## WHAT YOU ARE ASKED TO DO
Quote every line as written. Omit pictures.

## SOURCE MATERIAL
--- Start ---

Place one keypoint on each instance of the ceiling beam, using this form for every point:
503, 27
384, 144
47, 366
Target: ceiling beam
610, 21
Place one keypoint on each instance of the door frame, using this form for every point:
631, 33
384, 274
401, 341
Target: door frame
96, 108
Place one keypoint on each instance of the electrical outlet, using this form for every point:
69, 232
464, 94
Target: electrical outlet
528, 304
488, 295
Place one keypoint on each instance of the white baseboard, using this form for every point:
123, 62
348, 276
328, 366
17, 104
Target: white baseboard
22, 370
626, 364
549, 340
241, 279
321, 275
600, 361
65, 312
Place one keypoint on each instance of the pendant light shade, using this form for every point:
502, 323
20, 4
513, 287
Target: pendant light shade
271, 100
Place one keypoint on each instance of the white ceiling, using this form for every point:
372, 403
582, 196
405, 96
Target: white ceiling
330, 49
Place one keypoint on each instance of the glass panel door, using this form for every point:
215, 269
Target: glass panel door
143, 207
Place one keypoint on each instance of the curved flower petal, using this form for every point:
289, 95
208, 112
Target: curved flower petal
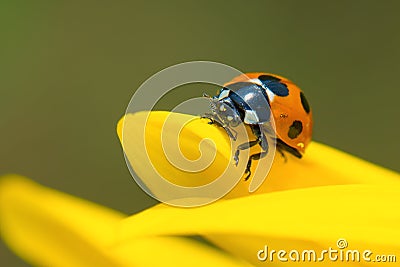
49, 228
321, 165
367, 216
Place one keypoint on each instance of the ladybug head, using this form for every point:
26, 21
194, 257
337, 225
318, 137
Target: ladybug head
224, 112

--- End ---

## EXERCISE RESULT
Place one keypoint on each instance of the ceiling beam, using this form for every point:
503, 27
384, 144
47, 366
Target: ceiling beam
610, 21
Place one keypoint on each instance of the door frame, using this form for every point:
631, 33
384, 274
401, 341
Target: door frame
96, 108
Place one keypoint on each instance of the electrical outlet, using this form for every point:
69, 232
464, 94
Target: electrical outlet
528, 304
488, 295
Place one keypoint on each instance of the white baseboard, using this form for every point:
123, 62
348, 276
328, 366
17, 104
Target: white baseboard
22, 370
626, 364
549, 340
241, 279
321, 275
600, 361
65, 312
Place one keypoint on each instance of the pendant light shade, using this form for every point:
502, 323
20, 4
513, 287
Target: pendant light shade
271, 100
Place one keypoint on each instance of the white ceiling, using this form for every point:
372, 403
582, 196
405, 96
Target: white ceiling
330, 49
Place one keypoint on each instance of the glass panel door, using this form for every point:
215, 269
Target: glass panel door
143, 207
Place one keypoint on each instance of the curved flower petal, using this form for every point:
289, 95
208, 112
Target: curved flower petal
49, 228
321, 165
367, 216
Place one keypoint on each instance of the ladybug head, using this form for every point:
26, 21
194, 257
337, 225
318, 137
Target: ladybug head
224, 112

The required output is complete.